## PROBLEM REQUIREMENTS
Pull out every line of the material below and reproduce each one unchanged, character for character.
··· EXCERPTED DATA ···
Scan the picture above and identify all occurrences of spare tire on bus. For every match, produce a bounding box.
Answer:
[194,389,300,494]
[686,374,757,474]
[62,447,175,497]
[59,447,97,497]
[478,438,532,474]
···
## WRITTEN ANSWER
Scan the picture above and identify all occurrences of spare tire on bus. For every match, produce a bounding box.
Answer:
[194,389,300,494]
[686,374,757,474]
[62,447,175,497]
[59,447,97,497]
[478,438,532,474]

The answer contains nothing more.